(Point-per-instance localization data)

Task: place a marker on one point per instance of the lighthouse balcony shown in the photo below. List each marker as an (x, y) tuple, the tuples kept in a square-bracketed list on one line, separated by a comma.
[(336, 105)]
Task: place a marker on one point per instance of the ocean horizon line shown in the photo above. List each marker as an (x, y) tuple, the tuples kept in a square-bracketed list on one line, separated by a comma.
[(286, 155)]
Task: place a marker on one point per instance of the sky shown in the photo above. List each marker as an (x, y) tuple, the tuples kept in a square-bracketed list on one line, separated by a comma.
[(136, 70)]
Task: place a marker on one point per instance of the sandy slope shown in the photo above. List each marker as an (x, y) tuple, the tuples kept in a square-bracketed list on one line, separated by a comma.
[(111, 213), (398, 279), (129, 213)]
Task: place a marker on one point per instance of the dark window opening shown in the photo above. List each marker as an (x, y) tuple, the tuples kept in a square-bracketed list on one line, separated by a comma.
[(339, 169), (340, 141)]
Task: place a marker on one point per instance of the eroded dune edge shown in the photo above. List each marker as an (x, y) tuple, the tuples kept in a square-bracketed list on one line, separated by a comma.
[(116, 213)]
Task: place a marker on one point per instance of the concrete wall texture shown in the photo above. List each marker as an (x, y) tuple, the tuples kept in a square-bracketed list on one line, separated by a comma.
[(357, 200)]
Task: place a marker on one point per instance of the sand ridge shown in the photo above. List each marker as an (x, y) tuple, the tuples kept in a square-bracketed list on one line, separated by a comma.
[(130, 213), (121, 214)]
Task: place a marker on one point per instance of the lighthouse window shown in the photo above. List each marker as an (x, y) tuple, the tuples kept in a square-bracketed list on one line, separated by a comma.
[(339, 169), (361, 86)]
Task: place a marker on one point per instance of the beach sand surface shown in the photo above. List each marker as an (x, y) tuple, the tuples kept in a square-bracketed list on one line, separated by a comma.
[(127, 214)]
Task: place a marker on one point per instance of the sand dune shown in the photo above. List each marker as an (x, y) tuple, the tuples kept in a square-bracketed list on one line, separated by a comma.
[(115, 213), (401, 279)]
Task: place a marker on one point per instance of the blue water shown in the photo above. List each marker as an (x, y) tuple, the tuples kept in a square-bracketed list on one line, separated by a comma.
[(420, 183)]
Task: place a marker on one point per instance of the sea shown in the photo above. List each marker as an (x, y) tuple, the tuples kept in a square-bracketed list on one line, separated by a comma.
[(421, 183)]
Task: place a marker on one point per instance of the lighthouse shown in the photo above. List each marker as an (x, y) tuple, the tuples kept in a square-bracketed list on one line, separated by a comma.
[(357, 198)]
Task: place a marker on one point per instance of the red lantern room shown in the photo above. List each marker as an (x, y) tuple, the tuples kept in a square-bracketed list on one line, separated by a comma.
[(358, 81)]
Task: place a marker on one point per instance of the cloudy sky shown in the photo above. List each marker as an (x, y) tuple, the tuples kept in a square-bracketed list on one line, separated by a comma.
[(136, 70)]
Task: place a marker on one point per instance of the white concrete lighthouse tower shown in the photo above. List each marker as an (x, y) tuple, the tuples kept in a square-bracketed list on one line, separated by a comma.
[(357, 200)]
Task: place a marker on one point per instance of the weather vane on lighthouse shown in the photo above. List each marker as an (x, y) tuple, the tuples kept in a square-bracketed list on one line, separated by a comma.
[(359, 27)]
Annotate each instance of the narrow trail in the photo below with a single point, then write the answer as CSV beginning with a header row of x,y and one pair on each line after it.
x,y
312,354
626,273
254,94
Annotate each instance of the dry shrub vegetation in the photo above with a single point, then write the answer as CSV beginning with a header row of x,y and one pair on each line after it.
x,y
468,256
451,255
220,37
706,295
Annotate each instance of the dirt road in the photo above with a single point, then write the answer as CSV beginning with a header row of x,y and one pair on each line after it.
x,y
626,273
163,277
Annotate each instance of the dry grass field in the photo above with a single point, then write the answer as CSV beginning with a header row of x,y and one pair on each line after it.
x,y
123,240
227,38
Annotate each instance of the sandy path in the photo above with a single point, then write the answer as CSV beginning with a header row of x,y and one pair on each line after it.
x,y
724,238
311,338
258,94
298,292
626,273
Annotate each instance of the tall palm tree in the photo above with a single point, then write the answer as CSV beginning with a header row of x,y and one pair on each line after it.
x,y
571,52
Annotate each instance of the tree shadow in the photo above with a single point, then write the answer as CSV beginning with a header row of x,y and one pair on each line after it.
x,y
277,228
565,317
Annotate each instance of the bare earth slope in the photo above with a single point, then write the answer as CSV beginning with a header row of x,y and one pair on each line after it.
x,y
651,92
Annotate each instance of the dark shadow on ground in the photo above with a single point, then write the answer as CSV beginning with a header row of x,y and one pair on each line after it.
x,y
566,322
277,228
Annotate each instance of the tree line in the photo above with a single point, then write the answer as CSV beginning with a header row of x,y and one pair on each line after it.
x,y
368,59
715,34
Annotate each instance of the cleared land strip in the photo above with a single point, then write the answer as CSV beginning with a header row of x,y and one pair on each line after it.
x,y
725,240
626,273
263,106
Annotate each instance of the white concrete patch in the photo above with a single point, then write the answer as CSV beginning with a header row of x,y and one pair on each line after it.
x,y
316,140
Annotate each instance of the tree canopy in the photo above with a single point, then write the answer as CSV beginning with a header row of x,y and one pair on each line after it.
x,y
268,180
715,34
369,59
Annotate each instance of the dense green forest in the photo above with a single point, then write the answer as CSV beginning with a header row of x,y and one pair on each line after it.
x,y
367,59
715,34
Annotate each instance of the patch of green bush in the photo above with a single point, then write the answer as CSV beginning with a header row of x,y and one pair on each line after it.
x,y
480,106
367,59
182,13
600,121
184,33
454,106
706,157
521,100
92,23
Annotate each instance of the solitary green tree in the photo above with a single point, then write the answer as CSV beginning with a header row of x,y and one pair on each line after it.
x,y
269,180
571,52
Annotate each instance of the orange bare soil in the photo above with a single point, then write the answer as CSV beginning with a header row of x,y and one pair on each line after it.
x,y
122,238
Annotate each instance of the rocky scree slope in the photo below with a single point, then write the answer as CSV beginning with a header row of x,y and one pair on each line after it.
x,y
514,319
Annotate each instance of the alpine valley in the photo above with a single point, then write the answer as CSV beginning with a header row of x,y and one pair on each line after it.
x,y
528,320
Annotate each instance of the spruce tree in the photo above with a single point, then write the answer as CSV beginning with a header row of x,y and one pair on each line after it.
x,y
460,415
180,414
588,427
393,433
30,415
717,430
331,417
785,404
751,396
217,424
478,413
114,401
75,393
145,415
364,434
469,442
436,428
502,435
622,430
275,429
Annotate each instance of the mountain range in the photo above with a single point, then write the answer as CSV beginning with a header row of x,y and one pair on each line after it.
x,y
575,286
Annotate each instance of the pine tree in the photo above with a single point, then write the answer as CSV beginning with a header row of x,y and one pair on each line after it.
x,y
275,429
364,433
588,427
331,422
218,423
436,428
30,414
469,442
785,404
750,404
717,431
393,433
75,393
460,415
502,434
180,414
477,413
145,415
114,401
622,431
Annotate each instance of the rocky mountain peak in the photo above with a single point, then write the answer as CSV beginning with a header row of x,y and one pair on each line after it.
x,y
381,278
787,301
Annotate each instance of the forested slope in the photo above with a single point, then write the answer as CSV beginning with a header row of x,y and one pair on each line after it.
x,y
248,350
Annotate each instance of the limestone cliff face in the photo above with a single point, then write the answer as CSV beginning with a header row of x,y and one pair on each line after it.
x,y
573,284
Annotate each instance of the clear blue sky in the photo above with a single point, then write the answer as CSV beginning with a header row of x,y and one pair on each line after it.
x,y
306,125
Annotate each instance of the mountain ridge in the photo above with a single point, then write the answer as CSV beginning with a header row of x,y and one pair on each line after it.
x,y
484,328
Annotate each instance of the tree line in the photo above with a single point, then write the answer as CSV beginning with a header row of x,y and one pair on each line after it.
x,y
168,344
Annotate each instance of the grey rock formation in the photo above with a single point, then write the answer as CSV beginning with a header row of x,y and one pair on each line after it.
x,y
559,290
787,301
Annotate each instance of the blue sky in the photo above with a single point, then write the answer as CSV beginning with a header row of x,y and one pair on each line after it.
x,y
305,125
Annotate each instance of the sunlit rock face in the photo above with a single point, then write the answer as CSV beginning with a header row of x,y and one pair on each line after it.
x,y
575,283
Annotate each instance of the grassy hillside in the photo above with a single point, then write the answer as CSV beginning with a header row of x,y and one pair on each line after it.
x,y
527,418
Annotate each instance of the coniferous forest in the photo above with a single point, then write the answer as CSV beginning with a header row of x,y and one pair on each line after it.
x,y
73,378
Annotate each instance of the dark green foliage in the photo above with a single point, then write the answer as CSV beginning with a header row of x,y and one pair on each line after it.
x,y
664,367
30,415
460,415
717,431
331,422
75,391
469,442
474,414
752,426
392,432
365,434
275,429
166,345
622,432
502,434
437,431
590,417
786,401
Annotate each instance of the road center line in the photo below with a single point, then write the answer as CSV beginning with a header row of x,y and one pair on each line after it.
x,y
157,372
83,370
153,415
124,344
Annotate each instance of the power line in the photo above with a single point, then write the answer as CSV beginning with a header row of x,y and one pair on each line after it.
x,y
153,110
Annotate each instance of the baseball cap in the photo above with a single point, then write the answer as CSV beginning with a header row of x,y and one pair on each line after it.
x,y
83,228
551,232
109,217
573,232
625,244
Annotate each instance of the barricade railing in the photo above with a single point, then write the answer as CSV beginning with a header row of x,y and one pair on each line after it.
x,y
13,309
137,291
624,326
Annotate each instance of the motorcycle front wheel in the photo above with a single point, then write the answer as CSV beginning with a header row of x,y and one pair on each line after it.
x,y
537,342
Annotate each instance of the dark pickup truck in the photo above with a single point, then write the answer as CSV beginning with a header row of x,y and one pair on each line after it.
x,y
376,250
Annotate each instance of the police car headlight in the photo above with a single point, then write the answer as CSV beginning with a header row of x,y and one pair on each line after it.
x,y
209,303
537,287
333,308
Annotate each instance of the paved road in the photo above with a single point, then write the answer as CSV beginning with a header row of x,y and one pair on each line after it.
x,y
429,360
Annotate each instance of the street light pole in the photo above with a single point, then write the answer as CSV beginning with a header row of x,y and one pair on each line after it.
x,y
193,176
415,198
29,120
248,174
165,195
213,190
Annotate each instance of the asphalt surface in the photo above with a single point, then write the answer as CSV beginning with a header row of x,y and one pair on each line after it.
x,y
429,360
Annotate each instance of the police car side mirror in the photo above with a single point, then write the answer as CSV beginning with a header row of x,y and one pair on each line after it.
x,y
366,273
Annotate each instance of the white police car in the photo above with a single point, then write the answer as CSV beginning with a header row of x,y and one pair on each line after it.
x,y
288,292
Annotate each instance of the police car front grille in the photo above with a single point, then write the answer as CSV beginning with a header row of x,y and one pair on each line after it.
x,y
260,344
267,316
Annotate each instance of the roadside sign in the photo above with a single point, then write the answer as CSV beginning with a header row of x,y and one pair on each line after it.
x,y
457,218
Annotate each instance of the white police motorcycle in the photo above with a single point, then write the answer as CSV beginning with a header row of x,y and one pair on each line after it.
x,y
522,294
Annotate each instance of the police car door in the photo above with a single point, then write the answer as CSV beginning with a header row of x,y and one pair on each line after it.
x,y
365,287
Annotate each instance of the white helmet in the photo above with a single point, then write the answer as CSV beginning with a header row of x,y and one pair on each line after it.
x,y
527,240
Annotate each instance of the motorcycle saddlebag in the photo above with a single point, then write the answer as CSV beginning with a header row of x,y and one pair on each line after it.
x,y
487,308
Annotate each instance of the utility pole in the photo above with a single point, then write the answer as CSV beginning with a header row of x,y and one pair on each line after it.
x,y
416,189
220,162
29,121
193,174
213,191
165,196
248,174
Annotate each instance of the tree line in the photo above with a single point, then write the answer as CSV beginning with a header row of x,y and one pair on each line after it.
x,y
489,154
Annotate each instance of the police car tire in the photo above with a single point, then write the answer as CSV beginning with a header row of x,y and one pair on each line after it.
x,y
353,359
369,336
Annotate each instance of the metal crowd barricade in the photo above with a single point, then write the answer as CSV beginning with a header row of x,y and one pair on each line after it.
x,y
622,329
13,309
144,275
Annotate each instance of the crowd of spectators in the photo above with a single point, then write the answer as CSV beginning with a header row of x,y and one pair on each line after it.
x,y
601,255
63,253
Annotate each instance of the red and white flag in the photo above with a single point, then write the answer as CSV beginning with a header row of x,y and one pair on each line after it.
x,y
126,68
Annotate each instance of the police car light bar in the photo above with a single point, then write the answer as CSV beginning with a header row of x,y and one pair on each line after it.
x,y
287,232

> _WORK REQUEST_
Write out the lines of the records exactly, starting at the one holding "Annotate each instance of the police car tire" and ending with the last line, and include no others.

> _SOLUTION_
Annotate each instance of the police car tire in the photo above with a single point, then write the answer as CSV beginning with a header row of x,y and one pair on each line after it.
x,y
353,359
369,336
Annotate each instance of the metal crowd barricade in the photo above with a single point, then write the answer as CSV beginning with a header row of x,y and one pair on each line after it.
x,y
622,329
13,309
144,275
Annotate each instance of the crowd of spectators in the photo above with a single point, then write the answer as CSV beginning with a header row of x,y and one pair on each line after it.
x,y
601,255
63,253
Annotate each instance of the red and white flag in the photo above with a single point, then write the answer as CSV beginning with a header row of x,y and one pair on each line after it.
x,y
126,68
Annotate each instance of the police car light bar in the photo above with a single point, then write the answer as CSV beginning with a header row of x,y and one pair on each line after it.
x,y
287,232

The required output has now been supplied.